▶ _WHAT IS EXPECTED_
Pull out each line of the rows below that contains the string "clicks", with upper and lower case matching.

▶ _INFORMATION SHOWN_
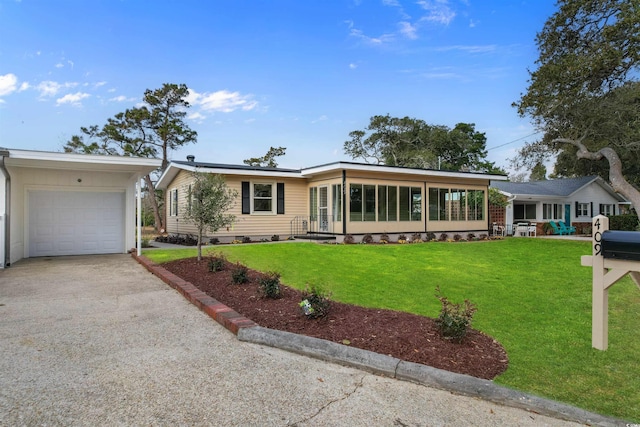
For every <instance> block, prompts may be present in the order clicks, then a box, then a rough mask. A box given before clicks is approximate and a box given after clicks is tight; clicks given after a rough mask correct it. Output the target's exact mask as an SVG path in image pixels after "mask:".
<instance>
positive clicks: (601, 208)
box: [600, 203, 615, 216]
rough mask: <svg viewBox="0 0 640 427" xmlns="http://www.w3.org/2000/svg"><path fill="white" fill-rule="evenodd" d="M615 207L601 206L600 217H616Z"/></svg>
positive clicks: (605, 204) (604, 204) (611, 206)
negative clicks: (612, 216)
mask: <svg viewBox="0 0 640 427" xmlns="http://www.w3.org/2000/svg"><path fill="white" fill-rule="evenodd" d="M614 210H615V209H614V207H613V205H608V204H605V203H602V204H600V215H605V216H611V215H615V213H614Z"/></svg>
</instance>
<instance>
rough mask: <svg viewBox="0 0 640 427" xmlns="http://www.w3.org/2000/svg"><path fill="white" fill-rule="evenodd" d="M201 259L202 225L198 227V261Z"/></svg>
mask: <svg viewBox="0 0 640 427" xmlns="http://www.w3.org/2000/svg"><path fill="white" fill-rule="evenodd" d="M200 260H202V227H198V261H200Z"/></svg>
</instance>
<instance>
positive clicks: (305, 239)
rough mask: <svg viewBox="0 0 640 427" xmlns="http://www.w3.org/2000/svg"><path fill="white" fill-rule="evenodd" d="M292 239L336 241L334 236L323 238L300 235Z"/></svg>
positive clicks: (293, 237) (325, 237) (294, 236)
mask: <svg viewBox="0 0 640 427" xmlns="http://www.w3.org/2000/svg"><path fill="white" fill-rule="evenodd" d="M293 238H294V239H300V240H336V236H323V235H318V234H301V235H296V236H293Z"/></svg>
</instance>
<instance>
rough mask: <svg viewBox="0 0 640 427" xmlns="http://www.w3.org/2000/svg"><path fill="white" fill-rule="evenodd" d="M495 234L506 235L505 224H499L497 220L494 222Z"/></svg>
mask: <svg viewBox="0 0 640 427" xmlns="http://www.w3.org/2000/svg"><path fill="white" fill-rule="evenodd" d="M493 235H494V236H502V237H504V226H503V225H498V223H497V222H494V223H493Z"/></svg>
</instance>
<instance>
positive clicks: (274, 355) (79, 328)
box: [0, 255, 577, 426]
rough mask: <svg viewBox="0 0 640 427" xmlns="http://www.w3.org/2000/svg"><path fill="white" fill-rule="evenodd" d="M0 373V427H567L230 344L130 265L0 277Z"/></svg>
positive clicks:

▶ _RESPONSE_
For every <instance> block, prompts may be present in the order clicks, then a box, then a rough mask. A box given before clicks is approximate and a box given after clicks is tight; clicks given after a rough mask correct it. Output the target's exact mask as an SVG path in image pixels after "mask:".
positive clicks: (601, 208)
positive clicks: (605, 204) (604, 204) (611, 206)
negative clicks: (612, 216)
positive clicks: (305, 239)
positive clicks: (293, 237) (325, 237) (294, 236)
positive clicks: (274, 355) (79, 328)
positive clicks:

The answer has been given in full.